◆ **Your tasks**
1) Summarize the passage on Singapore and wealth in two sentences.
2) Copy the passage on Singapore and wealth word for word, beginning at the words "PM Lee said" and stopping after "accept as fair.".

So when Prime Minister Lee Hsien Loong was interviewed by Bloomberg’s editor-in-chief John Micklethwait at the Bloomberg New Economy Forum, held from Nov 17 to 19, it seemed inevitable that there would be a question on whether a wealth tax could address the country’s widening gap between rich and poor.
PM Lee said that this would be challenging.
He underlined that Singapore’s taxation system must be one that is progressive and that people accept as fair.
One of the earliest prominent and wealthy business people to go public on settling in Singapore was Jim Rogers, an American investor who co-founded the Quantum Fund and Soros Fund Management with George Soros. He and his wife Paige Parker settled in Singapore in 2007. Forbes estimates his net worth to be in the region of US$121 billion.
Earlier this year, the world’s ninth-richest person, Google co-founder Sergey Brin, opened a family office branch in Singapore to manage his wealth. Mr Brin has a net worth of US$86.5 billion (S$115 billion), making him the world’s ninth-richest person, according to the Bloomberg Billionaires Index.

◆ **Dataset excerpts**
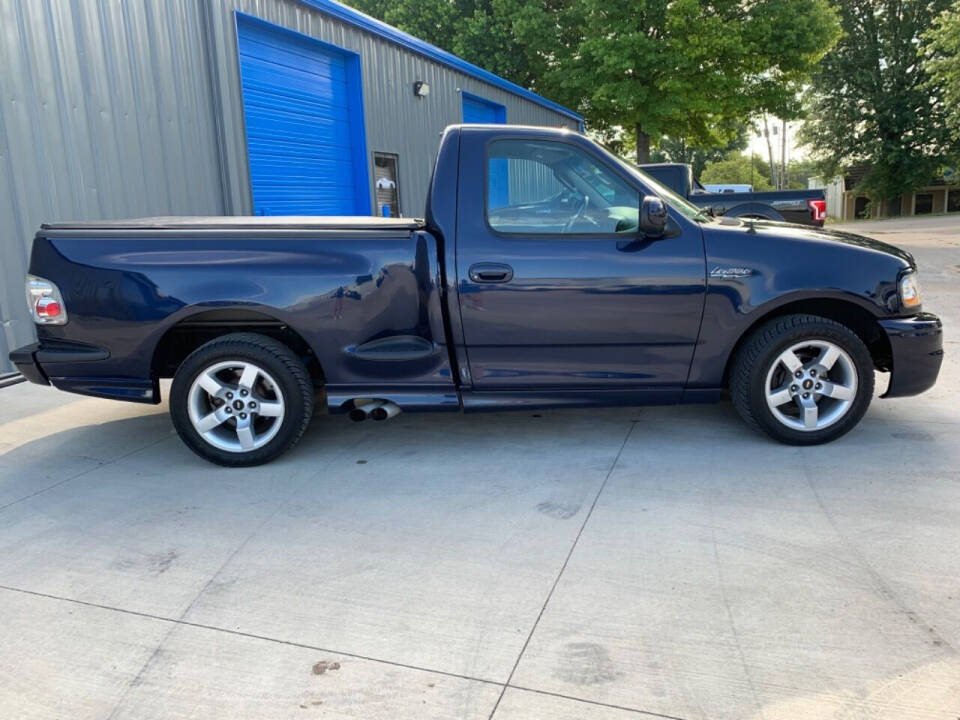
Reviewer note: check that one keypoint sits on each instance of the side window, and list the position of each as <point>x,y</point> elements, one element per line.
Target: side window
<point>550,188</point>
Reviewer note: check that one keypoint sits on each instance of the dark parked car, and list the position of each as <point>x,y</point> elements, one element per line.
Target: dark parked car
<point>805,207</point>
<point>547,273</point>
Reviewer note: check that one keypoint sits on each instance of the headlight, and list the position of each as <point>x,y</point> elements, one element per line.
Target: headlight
<point>910,290</point>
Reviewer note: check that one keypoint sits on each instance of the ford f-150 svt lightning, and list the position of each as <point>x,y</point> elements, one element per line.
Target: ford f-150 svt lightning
<point>546,273</point>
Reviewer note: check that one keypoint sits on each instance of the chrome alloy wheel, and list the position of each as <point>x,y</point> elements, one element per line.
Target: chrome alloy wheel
<point>236,406</point>
<point>811,385</point>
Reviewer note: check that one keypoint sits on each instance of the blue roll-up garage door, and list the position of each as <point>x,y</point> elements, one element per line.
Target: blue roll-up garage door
<point>304,121</point>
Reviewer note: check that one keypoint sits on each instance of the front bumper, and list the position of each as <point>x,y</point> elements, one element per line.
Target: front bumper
<point>917,346</point>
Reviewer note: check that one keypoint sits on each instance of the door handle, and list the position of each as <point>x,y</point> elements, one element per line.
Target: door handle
<point>491,272</point>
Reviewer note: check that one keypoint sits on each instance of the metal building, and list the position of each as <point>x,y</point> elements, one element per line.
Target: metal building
<point>177,107</point>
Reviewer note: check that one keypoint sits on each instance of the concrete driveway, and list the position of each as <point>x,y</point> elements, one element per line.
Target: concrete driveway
<point>602,565</point>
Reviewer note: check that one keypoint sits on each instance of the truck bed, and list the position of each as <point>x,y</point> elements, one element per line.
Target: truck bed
<point>241,222</point>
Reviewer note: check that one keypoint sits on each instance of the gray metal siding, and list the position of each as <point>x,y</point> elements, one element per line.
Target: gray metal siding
<point>125,109</point>
<point>396,120</point>
<point>105,112</point>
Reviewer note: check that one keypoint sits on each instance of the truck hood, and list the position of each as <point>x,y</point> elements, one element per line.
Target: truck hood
<point>818,235</point>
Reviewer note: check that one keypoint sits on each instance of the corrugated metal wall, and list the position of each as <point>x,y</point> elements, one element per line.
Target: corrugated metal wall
<point>397,121</point>
<point>121,109</point>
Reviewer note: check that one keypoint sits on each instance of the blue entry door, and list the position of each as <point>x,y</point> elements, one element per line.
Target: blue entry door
<point>479,110</point>
<point>304,120</point>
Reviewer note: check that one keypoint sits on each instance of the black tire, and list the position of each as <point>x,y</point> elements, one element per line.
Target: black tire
<point>760,351</point>
<point>293,386</point>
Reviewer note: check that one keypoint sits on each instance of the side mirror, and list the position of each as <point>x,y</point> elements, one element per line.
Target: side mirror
<point>653,216</point>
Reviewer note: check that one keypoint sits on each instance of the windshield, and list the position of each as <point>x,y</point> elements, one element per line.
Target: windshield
<point>677,202</point>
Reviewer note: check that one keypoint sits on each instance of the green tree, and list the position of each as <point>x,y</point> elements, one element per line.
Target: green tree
<point>737,168</point>
<point>941,60</point>
<point>686,67</point>
<point>872,103</point>
<point>678,68</point>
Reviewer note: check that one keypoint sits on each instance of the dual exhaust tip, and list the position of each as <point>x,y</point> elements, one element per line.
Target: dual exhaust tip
<point>374,409</point>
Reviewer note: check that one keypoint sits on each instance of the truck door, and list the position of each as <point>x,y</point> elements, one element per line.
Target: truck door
<point>557,286</point>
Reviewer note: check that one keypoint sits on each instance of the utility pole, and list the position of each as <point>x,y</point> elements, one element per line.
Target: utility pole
<point>783,157</point>
<point>770,159</point>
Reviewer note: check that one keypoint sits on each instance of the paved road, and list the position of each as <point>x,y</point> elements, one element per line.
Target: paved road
<point>604,565</point>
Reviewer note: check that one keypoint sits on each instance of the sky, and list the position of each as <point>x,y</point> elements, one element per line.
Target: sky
<point>759,145</point>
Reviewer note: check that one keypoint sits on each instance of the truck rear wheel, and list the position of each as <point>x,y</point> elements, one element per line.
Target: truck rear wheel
<point>241,399</point>
<point>802,379</point>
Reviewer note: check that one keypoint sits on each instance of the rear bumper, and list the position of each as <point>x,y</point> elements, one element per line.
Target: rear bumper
<point>26,362</point>
<point>73,366</point>
<point>917,346</point>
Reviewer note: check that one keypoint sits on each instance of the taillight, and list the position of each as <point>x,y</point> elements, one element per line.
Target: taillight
<point>818,208</point>
<point>45,302</point>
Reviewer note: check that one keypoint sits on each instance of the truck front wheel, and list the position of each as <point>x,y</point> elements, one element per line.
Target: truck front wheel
<point>241,399</point>
<point>802,379</point>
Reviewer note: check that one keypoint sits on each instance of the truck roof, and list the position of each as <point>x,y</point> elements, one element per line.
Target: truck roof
<point>243,222</point>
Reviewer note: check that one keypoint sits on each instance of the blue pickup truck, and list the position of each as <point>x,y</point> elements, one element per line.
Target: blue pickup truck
<point>547,272</point>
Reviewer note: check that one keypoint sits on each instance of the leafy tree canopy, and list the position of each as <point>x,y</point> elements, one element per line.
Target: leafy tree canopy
<point>941,58</point>
<point>677,68</point>
<point>873,103</point>
<point>670,149</point>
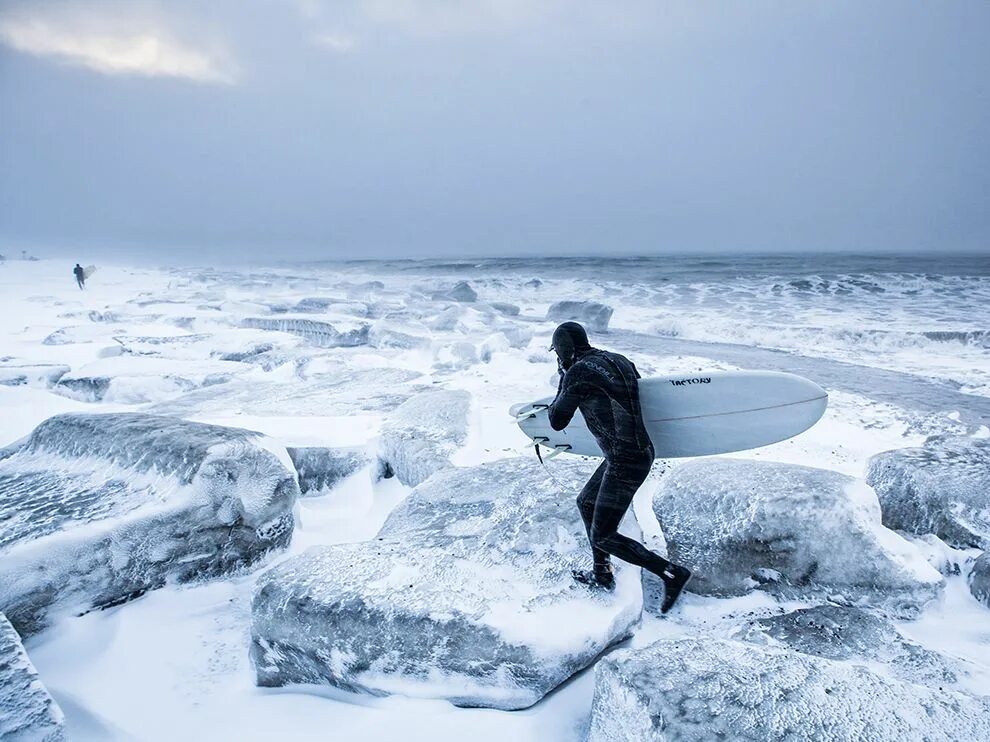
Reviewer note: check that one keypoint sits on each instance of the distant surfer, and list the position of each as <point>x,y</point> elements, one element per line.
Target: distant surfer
<point>604,387</point>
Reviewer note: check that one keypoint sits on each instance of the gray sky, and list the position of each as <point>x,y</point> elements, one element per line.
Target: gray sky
<point>362,128</point>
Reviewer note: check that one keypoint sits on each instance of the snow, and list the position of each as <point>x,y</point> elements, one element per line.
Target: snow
<point>941,488</point>
<point>27,712</point>
<point>99,508</point>
<point>420,436</point>
<point>592,314</point>
<point>694,689</point>
<point>174,663</point>
<point>745,524</point>
<point>465,594</point>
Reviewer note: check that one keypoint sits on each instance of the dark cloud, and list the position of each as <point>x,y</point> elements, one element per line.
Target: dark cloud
<point>405,127</point>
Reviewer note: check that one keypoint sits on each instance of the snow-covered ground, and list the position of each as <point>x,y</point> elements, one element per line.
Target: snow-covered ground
<point>180,341</point>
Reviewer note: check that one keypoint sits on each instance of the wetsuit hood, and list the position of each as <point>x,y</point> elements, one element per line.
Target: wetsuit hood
<point>570,342</point>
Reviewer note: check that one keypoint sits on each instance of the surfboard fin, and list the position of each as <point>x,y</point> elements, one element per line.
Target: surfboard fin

◆ **List of solutions**
1) At the Bloomberg New Economy Forum, Prime Minister Lee Hsien Loong was asked whether a wealth tax could narrow Singapore's widening gap between rich and poor, and he said this would be challenging and that the tax system must be progressive and accepted as fair. The passage also notes that prominent wealthy people have settled or set up in Singapore, including investor Jim Rogers, who settled there with his wife in 2007, and Google co-founder Sergey Brin, who opened a family office branch there earlier this year.

2)
PM Lee said that this would be challenging.
He underlined that Singapore’s taxation system must be one that is progressive and that people accept as fair.